**Task item A:**
Answer these from the interview excerpt, one line each:
(i) In which film did the speaker get an Equity card?
(ii) What was the speaker wearing while lying in the puddle during the night shoot?
(iii) What kind of song did the speaker start singing in their head?
**Task item B:** List each piece of advice given in the first line of the interview excerpt.
**Task item C:** Carry on the interview excerpt from its final sentence.

**Extract to read:**
※
Work hard, be kind, and [know that] you’re allowed to be there.
How did you get your Equity card, and what do you remember about that project?
I got it doing a film called “Jessabelle” in Wilmington, [North Carolina]. One thing I remember clearly was feeling displaced and very like: Oh, I haven’t done any work; I don’t know what I’m doing here. The last day of the first week was a massive night shoot: car crash, huge truck turned over. I had to be on the ground with my leg bent, and then there was a prosthetic there to make it look like it was a broken leg. They had fake rain, but it was also raining. So the fake rain was warm, but by the time it got down to me, it was cold. I was lying in a puddle of water in a wetsuit, but [I was] still cold—and I just kept getting colder and colder. I was so green and naive [that] I didn’t speak up. I started getting hypothermic and didn’t realize. And in my brain, I started singing a German cabaret song—I don’t know what it is, but we’d sung it at drama school for something.
※
**Given records:**

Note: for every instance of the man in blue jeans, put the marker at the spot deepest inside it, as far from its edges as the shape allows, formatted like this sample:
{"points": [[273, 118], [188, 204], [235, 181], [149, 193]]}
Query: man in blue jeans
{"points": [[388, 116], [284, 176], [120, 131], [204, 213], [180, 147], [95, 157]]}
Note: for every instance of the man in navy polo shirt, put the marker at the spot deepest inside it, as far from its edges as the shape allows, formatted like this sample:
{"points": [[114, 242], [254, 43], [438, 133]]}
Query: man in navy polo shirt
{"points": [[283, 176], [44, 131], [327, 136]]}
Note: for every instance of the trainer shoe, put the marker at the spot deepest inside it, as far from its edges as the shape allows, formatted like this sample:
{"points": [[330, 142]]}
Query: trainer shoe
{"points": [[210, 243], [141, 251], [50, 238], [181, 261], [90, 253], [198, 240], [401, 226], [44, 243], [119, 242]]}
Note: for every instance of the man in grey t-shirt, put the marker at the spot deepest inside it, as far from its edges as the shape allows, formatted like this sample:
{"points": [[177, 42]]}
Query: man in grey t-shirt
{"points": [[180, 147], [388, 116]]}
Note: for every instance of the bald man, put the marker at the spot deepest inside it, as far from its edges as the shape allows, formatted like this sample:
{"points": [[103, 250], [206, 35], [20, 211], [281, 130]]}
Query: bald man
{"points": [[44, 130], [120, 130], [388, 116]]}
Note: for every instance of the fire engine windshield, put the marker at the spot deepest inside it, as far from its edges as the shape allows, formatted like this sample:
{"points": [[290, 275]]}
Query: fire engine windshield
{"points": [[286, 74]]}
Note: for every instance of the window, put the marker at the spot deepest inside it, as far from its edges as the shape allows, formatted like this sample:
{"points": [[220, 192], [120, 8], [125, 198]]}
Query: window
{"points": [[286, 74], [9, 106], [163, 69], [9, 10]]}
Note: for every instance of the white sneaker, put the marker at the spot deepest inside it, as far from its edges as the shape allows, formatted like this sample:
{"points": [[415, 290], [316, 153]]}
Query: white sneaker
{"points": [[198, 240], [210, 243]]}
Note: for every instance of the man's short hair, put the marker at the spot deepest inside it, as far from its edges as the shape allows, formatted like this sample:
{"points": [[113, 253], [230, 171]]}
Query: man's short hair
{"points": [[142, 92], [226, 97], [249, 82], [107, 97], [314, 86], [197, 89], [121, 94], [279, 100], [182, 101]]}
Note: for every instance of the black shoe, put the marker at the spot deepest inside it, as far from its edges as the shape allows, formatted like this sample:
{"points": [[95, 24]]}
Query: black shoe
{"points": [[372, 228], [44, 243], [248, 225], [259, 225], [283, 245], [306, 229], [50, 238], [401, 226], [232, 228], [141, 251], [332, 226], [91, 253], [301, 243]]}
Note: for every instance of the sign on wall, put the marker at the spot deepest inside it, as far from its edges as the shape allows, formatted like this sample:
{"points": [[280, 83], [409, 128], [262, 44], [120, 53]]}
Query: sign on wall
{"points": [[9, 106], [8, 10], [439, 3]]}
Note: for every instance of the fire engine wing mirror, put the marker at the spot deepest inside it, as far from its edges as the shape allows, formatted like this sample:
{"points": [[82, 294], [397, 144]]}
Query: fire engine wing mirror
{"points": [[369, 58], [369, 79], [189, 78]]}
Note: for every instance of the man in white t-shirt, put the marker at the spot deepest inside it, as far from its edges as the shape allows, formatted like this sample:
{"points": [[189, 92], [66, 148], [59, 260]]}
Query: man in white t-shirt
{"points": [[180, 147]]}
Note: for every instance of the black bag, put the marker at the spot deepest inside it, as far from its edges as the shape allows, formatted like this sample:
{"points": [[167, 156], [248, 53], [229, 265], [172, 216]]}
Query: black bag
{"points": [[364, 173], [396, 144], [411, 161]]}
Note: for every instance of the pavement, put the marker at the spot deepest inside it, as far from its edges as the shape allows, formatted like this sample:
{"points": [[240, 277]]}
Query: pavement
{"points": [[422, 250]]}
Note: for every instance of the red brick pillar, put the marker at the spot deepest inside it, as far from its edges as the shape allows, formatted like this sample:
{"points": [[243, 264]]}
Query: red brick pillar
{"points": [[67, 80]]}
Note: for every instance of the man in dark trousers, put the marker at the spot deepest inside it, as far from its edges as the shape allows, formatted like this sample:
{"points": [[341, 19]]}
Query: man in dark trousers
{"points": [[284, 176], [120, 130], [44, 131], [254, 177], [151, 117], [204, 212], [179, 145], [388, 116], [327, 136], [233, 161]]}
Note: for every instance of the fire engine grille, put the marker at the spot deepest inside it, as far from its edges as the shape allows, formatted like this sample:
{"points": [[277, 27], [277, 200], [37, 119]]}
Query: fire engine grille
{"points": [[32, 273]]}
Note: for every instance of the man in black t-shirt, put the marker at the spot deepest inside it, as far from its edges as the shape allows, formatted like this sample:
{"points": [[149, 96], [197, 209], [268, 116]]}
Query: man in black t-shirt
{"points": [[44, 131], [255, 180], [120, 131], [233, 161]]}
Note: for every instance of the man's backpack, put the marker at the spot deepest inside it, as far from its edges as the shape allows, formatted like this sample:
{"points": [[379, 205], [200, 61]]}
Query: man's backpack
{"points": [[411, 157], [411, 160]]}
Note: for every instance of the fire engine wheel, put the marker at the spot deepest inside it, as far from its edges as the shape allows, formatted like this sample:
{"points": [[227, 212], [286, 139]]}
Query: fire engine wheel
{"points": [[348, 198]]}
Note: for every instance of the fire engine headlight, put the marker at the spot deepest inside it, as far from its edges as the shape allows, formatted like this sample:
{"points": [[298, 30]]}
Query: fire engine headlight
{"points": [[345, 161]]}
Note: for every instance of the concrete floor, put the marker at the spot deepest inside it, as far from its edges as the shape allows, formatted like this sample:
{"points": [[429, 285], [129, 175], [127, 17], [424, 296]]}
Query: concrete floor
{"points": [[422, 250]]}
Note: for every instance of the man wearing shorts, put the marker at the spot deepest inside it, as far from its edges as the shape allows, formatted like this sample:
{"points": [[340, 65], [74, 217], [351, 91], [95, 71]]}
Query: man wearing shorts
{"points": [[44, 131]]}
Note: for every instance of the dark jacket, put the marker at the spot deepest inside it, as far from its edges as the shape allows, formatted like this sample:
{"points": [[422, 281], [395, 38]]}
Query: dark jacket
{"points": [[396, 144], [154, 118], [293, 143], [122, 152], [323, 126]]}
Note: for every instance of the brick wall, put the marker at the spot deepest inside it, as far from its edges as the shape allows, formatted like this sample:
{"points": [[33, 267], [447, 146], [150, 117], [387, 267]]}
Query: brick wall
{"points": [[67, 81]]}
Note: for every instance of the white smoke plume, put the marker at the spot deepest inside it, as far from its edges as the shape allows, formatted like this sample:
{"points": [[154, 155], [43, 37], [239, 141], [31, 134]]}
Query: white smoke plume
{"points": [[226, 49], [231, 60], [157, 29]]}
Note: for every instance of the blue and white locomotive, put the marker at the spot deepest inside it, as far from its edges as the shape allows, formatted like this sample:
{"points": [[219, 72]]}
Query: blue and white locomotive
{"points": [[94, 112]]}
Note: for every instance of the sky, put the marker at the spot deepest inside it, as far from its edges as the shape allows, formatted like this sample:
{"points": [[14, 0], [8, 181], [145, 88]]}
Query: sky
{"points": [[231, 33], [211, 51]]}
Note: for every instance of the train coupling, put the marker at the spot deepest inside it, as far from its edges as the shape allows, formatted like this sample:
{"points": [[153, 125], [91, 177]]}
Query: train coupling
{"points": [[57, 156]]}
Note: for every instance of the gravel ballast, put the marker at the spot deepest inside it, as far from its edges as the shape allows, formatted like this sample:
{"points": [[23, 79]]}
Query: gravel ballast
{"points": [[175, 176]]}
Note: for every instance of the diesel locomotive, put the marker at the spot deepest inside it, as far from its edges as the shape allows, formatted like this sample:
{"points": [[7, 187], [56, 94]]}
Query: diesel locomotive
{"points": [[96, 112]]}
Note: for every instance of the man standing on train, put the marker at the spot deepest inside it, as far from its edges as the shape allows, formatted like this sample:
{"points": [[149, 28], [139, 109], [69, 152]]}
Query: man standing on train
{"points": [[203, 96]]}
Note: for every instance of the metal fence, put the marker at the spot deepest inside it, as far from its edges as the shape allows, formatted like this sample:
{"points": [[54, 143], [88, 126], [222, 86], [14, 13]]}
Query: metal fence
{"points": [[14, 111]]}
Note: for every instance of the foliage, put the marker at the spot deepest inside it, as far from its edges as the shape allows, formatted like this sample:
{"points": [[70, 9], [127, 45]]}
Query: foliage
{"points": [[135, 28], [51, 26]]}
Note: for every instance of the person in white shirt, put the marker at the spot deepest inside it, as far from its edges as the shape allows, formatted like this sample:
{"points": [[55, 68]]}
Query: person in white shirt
※
**Output A:**
(i) "Jessabelle"
(ii) A wetsuit
(iii) A German cabaret song

**Output B:** Work hard; be kind; know that you're allowed to be there.

**Output C:**
So I just said, “I think I’m very cold.” And the standby girl was like, “Yeah, you’ve been shivering a long time. I didn’t know if you were OK, because you didn’t say anything—but you’ve been singing.” And I was like, “I think I need to go.” They bundled me into the ambulance, and I was totally hypothermic. [My body temperature] was down to, like, 29 degrees [Celsius]. I got put into the hospital and put into a warm tent. The producers were like, “Oh, my God.”
Shiv Roy would not have let that stand.
She’d never be in that position! She’d be like, “I’m wearing a wetsuit lying on the concrete [at a] car park? No!”